• _OBJECTIVE_: Please print exactly the lines running from the one that contains "green stem and report the pixel coordinates." to the end of the data, with both lines included.

• _DATA SHOWN_:

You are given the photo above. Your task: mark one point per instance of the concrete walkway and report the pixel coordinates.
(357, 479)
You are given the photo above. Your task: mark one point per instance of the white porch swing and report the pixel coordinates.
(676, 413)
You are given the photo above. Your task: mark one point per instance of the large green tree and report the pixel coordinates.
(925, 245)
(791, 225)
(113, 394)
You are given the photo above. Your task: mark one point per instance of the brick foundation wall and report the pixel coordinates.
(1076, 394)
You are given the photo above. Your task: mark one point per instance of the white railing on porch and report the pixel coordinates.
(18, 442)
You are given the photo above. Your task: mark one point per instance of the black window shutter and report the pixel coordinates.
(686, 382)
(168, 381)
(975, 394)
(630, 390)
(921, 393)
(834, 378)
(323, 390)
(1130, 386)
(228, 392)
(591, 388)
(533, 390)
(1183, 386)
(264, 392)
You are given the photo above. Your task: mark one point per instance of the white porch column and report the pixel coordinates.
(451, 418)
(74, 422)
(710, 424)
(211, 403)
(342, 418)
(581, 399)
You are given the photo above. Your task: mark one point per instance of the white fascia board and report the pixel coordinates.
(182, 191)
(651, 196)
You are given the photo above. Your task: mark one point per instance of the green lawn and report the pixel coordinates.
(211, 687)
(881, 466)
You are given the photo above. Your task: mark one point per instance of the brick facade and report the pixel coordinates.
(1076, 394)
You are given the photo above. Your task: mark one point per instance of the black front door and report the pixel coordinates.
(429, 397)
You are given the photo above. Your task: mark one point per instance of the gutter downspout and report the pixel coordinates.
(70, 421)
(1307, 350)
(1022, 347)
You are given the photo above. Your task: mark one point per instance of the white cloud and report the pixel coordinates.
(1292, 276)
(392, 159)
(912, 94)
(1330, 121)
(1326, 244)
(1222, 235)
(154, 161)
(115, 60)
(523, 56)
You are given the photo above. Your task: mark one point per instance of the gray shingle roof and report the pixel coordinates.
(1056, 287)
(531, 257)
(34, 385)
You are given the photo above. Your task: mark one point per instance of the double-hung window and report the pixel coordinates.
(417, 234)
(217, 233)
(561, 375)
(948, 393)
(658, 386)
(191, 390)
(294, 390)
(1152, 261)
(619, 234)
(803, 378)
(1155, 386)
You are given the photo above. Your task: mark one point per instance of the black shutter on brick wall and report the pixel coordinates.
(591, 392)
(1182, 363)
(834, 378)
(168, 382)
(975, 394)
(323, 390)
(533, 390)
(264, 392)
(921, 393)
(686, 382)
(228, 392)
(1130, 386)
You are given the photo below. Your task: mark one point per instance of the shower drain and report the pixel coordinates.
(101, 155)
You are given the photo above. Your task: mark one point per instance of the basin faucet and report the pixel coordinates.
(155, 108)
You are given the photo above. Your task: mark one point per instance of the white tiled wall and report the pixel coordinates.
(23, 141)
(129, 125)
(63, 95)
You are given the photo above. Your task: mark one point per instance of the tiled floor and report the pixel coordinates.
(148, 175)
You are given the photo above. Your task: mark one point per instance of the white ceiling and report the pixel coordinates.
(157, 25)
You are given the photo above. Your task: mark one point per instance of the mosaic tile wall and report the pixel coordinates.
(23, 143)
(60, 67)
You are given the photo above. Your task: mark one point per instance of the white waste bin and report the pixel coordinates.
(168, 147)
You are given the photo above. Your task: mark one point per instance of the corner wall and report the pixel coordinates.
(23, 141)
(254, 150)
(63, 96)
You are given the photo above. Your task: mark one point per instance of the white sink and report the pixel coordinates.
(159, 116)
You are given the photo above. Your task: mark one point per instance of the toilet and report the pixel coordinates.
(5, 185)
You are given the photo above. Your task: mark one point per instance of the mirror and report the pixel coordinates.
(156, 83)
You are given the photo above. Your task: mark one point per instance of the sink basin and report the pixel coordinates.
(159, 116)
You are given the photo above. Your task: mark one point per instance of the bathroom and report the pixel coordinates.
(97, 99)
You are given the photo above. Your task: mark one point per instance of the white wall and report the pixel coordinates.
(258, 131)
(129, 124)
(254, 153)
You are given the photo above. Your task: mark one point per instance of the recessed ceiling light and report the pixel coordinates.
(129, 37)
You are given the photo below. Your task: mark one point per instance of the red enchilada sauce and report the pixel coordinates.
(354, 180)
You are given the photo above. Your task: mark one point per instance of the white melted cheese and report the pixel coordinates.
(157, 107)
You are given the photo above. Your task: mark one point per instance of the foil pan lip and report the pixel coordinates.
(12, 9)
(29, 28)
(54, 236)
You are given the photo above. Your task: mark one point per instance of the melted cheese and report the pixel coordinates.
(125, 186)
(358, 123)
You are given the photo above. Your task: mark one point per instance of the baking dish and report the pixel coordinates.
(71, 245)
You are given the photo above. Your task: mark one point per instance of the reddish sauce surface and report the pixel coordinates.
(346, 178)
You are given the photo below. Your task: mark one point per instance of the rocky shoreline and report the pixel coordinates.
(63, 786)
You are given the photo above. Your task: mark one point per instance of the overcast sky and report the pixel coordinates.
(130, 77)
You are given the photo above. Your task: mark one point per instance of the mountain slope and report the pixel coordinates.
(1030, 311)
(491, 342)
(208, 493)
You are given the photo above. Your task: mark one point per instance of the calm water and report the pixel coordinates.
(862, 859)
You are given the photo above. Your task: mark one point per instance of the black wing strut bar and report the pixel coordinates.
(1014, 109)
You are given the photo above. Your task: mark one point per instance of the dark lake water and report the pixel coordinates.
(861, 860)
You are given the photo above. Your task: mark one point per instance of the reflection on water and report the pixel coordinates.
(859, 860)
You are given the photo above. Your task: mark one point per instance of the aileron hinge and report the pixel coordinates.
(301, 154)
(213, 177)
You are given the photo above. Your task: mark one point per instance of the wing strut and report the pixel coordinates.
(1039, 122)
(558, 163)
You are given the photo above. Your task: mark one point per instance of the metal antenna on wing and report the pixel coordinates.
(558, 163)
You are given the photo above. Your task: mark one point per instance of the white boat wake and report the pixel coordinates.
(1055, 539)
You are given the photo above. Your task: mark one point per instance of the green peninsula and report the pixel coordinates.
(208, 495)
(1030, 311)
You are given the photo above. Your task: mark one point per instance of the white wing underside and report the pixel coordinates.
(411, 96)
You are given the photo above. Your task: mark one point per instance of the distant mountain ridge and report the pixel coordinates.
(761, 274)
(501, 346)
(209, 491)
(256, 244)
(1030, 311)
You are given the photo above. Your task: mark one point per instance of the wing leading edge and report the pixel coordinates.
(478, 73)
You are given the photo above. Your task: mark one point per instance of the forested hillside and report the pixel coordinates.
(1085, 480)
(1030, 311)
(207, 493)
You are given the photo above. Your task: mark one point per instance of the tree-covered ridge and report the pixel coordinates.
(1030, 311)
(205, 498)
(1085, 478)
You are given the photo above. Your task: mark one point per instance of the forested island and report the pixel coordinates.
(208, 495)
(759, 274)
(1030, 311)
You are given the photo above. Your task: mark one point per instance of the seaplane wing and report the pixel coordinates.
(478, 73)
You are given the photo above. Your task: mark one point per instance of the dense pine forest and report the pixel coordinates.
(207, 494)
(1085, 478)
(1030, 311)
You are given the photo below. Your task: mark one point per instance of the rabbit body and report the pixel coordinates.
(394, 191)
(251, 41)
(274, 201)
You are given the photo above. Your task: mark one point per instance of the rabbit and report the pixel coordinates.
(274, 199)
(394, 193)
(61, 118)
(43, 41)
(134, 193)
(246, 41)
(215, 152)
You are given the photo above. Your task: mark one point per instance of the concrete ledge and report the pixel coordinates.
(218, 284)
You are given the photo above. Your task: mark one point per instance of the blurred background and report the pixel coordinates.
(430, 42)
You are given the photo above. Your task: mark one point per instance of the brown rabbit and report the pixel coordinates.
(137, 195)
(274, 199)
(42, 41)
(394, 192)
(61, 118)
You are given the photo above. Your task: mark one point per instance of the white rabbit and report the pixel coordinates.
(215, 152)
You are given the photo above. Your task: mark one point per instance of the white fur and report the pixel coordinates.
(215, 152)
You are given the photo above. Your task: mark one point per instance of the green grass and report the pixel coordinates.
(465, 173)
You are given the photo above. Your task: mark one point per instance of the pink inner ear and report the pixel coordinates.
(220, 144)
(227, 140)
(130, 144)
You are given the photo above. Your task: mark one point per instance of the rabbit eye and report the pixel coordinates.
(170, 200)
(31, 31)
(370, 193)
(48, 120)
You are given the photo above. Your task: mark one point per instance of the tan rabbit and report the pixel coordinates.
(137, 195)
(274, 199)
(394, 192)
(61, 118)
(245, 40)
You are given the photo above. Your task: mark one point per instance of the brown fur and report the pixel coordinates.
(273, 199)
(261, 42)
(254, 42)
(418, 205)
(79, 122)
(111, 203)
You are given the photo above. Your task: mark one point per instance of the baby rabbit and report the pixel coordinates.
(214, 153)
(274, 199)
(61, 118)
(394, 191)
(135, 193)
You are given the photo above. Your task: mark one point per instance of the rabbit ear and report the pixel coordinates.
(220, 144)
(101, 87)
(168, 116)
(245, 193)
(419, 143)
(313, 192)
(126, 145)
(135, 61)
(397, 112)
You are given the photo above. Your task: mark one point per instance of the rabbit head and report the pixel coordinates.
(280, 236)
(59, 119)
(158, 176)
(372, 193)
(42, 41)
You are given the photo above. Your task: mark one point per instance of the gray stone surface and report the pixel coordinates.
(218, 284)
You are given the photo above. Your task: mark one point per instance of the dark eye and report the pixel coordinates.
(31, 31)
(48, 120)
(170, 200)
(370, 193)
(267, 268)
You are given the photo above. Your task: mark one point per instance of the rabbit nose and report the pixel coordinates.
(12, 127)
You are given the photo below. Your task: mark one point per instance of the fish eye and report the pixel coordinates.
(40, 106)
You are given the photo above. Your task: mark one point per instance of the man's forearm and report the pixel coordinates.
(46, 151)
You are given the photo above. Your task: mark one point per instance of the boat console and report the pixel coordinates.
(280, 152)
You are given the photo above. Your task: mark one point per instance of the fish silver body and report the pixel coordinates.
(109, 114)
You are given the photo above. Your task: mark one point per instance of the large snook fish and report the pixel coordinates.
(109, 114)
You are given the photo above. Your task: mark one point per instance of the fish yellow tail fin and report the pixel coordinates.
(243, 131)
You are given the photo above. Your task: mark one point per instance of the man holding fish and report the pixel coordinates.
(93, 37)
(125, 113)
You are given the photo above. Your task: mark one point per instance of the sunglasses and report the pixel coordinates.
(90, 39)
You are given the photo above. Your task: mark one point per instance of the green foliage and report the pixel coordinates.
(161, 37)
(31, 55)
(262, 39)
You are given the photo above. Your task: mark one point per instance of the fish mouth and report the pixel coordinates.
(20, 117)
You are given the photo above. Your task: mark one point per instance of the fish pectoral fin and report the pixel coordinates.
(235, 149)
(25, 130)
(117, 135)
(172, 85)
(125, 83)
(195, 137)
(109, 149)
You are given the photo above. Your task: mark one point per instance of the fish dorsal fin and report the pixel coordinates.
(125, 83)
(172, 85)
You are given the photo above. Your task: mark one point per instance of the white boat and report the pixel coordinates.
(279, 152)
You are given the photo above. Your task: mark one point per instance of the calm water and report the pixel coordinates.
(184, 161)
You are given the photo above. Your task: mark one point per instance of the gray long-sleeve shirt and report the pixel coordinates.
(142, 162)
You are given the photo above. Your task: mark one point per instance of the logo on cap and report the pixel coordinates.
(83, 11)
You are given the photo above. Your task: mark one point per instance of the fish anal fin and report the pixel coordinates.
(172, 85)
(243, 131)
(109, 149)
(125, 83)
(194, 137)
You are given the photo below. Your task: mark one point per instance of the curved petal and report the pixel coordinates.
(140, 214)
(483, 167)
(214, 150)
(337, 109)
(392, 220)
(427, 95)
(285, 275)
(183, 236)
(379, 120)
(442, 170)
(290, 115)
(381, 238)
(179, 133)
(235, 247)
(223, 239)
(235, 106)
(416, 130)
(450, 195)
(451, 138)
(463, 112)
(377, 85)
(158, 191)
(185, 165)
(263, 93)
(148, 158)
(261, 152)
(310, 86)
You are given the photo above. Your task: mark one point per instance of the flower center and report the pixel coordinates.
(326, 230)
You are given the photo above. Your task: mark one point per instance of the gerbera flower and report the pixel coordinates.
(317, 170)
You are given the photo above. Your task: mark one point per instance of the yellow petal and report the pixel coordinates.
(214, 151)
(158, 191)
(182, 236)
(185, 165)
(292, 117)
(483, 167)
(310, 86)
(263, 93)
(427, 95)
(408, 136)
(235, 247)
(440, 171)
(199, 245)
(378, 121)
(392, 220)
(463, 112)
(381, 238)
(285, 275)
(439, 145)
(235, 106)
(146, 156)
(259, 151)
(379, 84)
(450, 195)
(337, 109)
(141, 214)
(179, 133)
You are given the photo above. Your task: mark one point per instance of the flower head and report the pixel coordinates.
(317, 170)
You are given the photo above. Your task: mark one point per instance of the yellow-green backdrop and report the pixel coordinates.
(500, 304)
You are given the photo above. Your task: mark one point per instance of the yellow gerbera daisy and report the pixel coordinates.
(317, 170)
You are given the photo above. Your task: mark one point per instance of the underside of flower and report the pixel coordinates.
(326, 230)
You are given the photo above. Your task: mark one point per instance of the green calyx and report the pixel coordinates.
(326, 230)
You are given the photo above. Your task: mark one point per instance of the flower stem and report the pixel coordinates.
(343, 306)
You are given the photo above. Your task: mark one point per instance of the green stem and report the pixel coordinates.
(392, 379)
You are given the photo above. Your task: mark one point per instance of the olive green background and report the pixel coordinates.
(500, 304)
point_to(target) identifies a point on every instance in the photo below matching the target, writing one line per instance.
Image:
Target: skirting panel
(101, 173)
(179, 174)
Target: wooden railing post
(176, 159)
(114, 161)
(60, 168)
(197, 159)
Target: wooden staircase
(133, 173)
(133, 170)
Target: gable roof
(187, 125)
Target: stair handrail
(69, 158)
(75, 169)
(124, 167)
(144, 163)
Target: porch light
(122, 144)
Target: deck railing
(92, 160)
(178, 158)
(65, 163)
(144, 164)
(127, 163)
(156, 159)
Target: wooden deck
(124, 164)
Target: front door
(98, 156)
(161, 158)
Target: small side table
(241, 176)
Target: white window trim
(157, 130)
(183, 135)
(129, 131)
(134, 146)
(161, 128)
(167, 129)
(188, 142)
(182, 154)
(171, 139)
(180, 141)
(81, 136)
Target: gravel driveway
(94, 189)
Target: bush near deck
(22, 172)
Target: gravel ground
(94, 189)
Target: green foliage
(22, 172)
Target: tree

• _WRITTEN RESPONSE_:
You are given the photo above. Your task: mark one point per instance of the green stem and report the pixel coordinates.
(392, 379)
You are given the photo above. Your task: mark one point per instance of the olive green background and report the pixel coordinates.
(500, 304)
point_to(target) identifies a point on every instance in the photo below matching the target, writing one line per instance.
Image:
Target: skirting panel
(101, 173)
(179, 174)
Target: wooden railing post
(176, 159)
(114, 161)
(60, 168)
(197, 159)
Target: wooden staircase
(133, 173)
(133, 170)
Target: gable roof
(187, 125)
Target: stair handrail
(69, 158)
(75, 169)
(124, 167)
(144, 163)
Target: porch light
(122, 144)
Target: deck railing
(92, 160)
(178, 158)
(65, 163)
(144, 164)
(127, 163)
(156, 159)
Target: wooden deck
(124, 164)
Target: front door
(98, 156)
(161, 158)
Target: small side table
(241, 176)
Target: white window trim
(157, 130)
(183, 135)
(129, 131)
(134, 146)
(161, 128)
(167, 129)
(188, 142)
(182, 154)
(171, 139)
(180, 141)
(81, 136)
Target: gravel driveway
(94, 189)
Target: bush near deck
(22, 172)
Target: gravel ground
(94, 189)
Target: green foliage
(22, 172)
Target: tree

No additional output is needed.